— START OF Records shown —

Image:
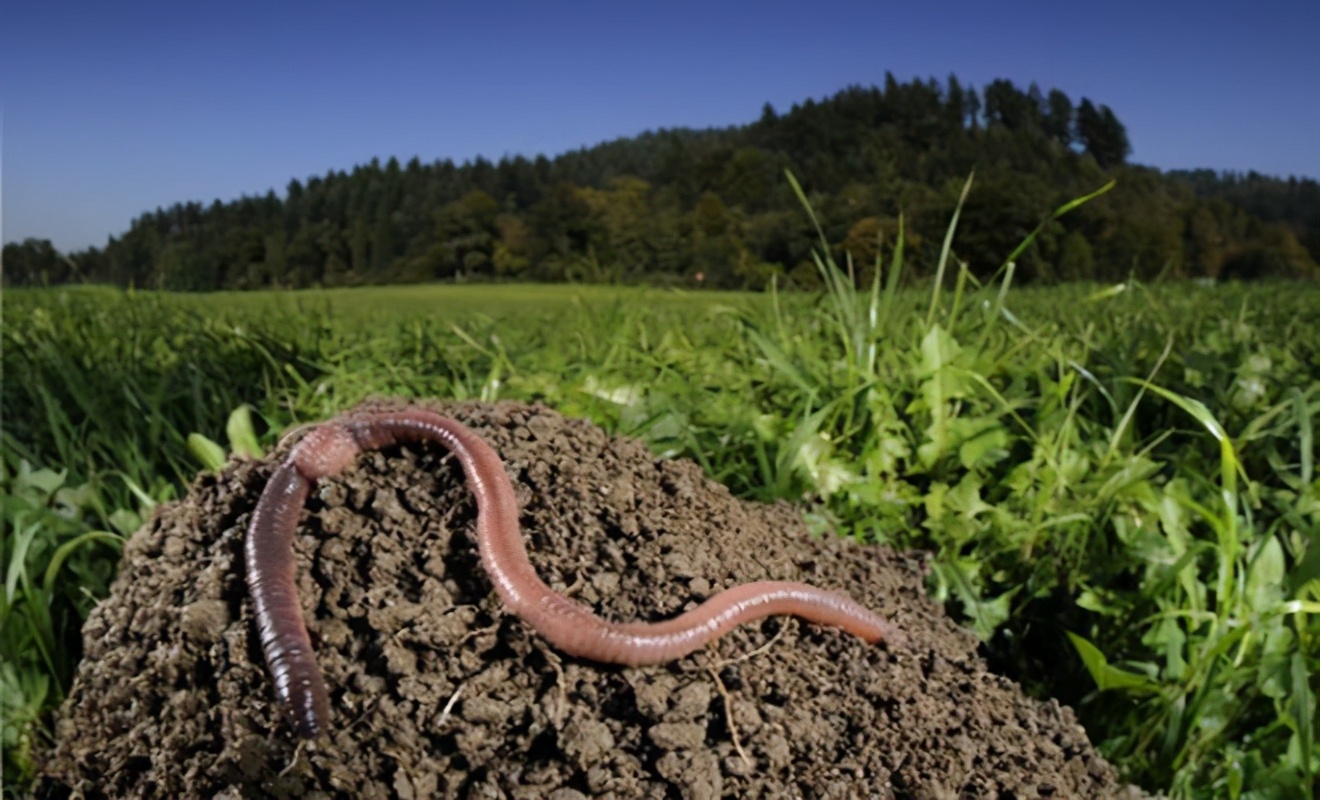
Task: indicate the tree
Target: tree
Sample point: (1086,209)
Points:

— END OF Records shown —
— START OF Records shown —

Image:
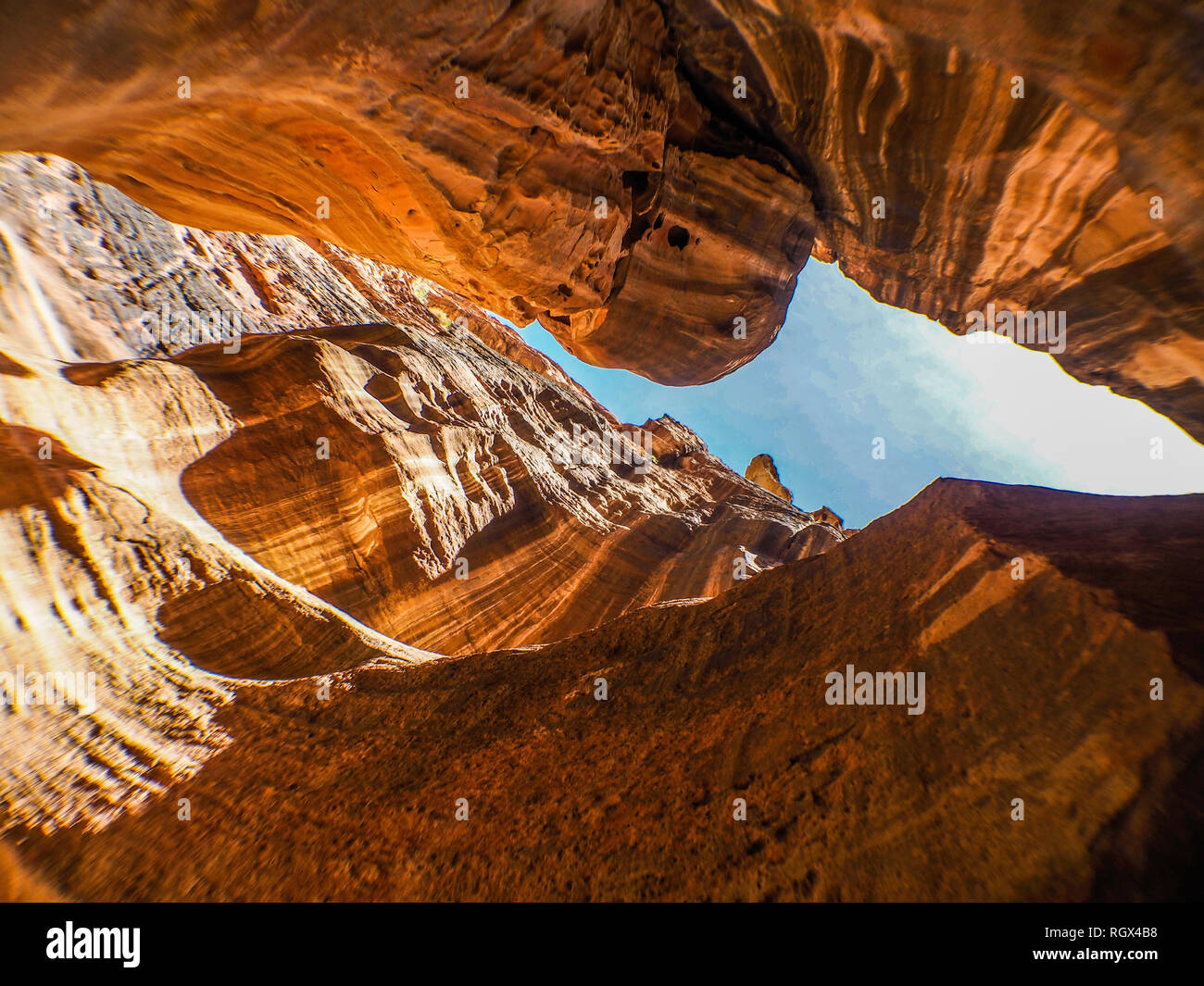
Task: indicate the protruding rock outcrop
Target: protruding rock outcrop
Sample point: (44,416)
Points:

— END OF Records shown —

## What the exercise asks
Please count how many lines in the entries above contain the word "Target", and reply with that number alone.

## Task result
2